▶ **TASK OBJECTIVE**: Shift every pixel coordinate in the answers of the records below by adding 102 to each number, and reproduce all the lines, requests included, with the pictures left out.

▶ **DATA EXCERPTS**:
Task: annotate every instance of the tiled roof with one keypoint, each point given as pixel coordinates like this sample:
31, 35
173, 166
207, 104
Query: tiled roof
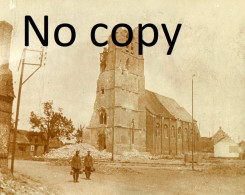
219, 135
6, 83
165, 106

▶ **THE RESULT**:
Task: annotate every instance of the tiled roof with one keypoint, each point given as pixel coordinates like this sample:
31, 35
173, 166
207, 104
Query: tiled roof
321, 237
108, 185
267, 208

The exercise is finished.